Material for this task:
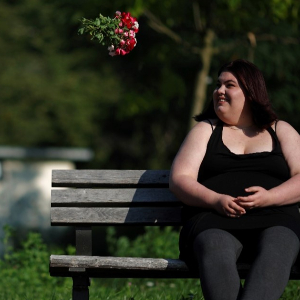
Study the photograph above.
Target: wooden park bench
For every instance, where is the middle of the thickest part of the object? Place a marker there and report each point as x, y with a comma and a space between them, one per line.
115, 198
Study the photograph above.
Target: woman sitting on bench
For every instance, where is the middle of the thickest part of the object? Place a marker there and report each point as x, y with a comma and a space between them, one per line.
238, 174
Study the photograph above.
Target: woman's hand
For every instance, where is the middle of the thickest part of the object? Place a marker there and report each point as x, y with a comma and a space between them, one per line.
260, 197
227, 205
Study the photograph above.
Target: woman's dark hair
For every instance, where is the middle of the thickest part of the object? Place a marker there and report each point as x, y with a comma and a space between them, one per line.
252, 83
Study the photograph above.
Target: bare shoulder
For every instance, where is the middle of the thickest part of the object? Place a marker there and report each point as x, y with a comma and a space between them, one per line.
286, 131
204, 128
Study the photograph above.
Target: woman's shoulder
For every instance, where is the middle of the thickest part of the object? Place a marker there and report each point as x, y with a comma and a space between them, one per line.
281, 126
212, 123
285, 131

...

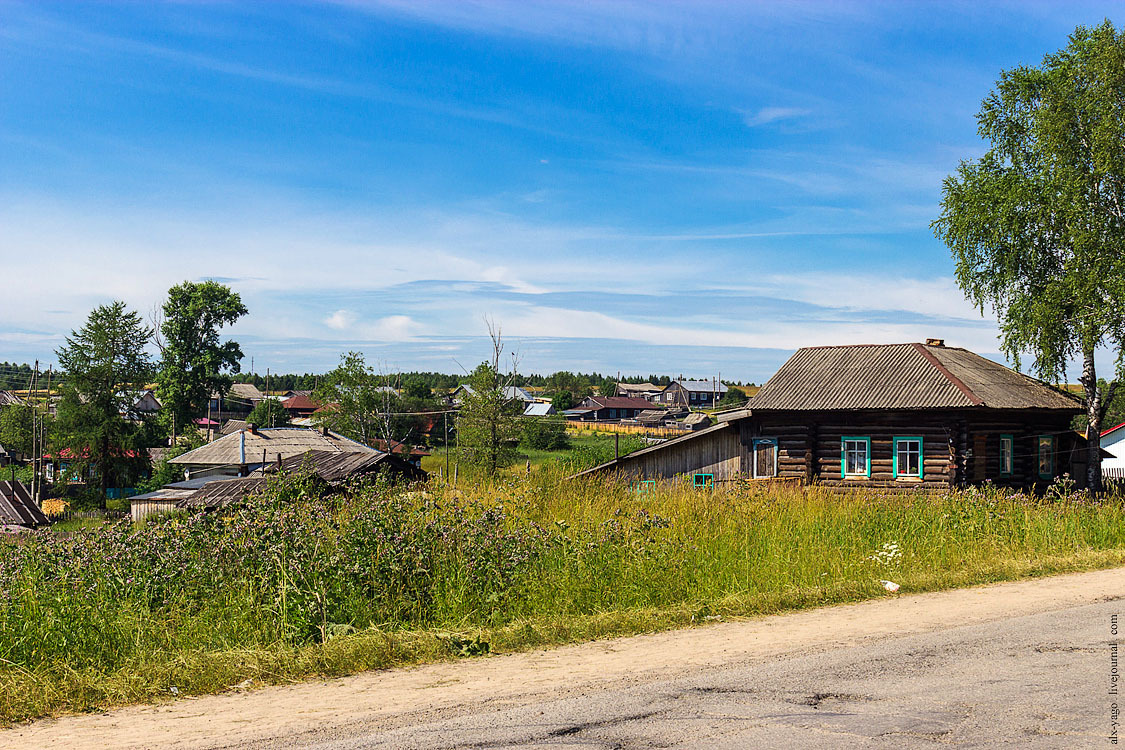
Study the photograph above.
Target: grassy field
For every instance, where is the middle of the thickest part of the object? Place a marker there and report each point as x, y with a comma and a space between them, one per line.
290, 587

Instructions to follow: Find every line in the material above that contains the word "woman" and copy each of those lines.

Exercise solution:
Target: woman sitting on bench
Target: woman's hand
Target: woman's dark hair
Target: woman's shoulder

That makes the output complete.